What the task asks -
Swap every "print" in the rows below for "motif", then write out all the rows again with nothing else changed.

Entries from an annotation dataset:
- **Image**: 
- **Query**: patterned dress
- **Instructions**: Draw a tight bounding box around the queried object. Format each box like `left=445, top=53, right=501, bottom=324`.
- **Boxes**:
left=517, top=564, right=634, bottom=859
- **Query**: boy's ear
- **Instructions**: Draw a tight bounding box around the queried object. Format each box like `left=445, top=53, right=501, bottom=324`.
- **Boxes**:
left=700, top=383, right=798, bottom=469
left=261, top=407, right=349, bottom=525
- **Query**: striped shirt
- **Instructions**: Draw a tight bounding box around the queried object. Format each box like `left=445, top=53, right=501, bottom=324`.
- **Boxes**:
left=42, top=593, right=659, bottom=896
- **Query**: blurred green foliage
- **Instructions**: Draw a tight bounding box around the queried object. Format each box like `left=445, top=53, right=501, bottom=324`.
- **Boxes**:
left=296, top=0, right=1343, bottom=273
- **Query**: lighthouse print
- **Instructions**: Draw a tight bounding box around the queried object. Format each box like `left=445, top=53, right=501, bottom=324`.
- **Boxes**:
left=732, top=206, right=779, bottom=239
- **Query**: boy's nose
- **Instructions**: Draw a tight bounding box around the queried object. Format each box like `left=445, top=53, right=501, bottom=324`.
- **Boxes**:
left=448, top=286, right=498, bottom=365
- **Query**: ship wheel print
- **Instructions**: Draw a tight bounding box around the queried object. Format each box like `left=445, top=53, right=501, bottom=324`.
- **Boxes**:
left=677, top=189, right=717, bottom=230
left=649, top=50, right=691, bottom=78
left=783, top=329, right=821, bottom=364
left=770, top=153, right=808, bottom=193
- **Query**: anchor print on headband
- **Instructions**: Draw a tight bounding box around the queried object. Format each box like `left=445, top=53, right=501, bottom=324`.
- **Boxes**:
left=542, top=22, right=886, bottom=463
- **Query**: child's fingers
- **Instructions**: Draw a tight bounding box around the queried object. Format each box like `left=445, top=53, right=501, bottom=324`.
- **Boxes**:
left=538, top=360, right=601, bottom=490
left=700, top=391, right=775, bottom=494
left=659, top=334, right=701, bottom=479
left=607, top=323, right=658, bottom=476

Response to this exercise -
- **Image**: 
- **Query**: patterned dress
- **Instructions**: Draw a tight bounding box around the queried object. Format each box like `left=445, top=53, right=501, bottom=324`.
- **Boxes**:
left=517, top=564, right=634, bottom=859
- **Query**: boy's ear
- **Instructions**: Draw a tight bounding box around the queried object. Format each box like `left=445, top=53, right=501, bottom=324`.
- **Boxes**:
left=700, top=383, right=798, bottom=469
left=261, top=407, right=349, bottom=525
- **Query**: striped shirt
- **Instructions**: Draw a tight bounding box around the queried object. Format each box like `left=445, top=53, right=501, bottom=324`.
- **Boxes**:
left=42, top=593, right=659, bottom=896
- **Query**: blurred green foliage
- **Instructions**: Draw a tight bounding box around the queried object. Format each box like `left=445, top=53, right=501, bottom=324`.
- **Boxes**:
left=296, top=0, right=1343, bottom=273
- **Query**: lighthouse motif
- **Instructions**: Draw a tight bounding box around the queried object. Format each box like `left=445, top=53, right=501, bottom=324`.
- **Boxes**:
left=732, top=206, right=779, bottom=239
- **Query**: boy's nose
- **Instructions**: Draw a tight bounding box around the queried object. Format each box like `left=445, top=53, right=501, bottom=324`.
- **Boxes**:
left=448, top=286, right=498, bottom=365
- **Query**: ship wheel motif
- **Instructions**: Draw a tight bounding box around the queried object. Format each box like `left=445, top=53, right=501, bottom=324`.
- **Boxes**:
left=677, top=189, right=717, bottom=230
left=649, top=50, right=691, bottom=78
left=783, top=329, right=821, bottom=364
left=770, top=153, right=808, bottom=193
- **Query**: anchor motif on headband
- **Instructions**: Draw a tight bounding box around the queried object. Format each box like `left=445, top=53, right=501, bottom=324`.
- **Boxes**:
left=542, top=22, right=886, bottom=463
- **Query**: child's fingers
- **Instructions**: Draw a tight bounding box around the queried object. Format each box like `left=445, top=53, right=501, bottom=324`.
- **Boxes**:
left=538, top=360, right=601, bottom=490
left=700, top=391, right=775, bottom=494
left=659, top=334, right=701, bottom=479
left=607, top=323, right=658, bottom=476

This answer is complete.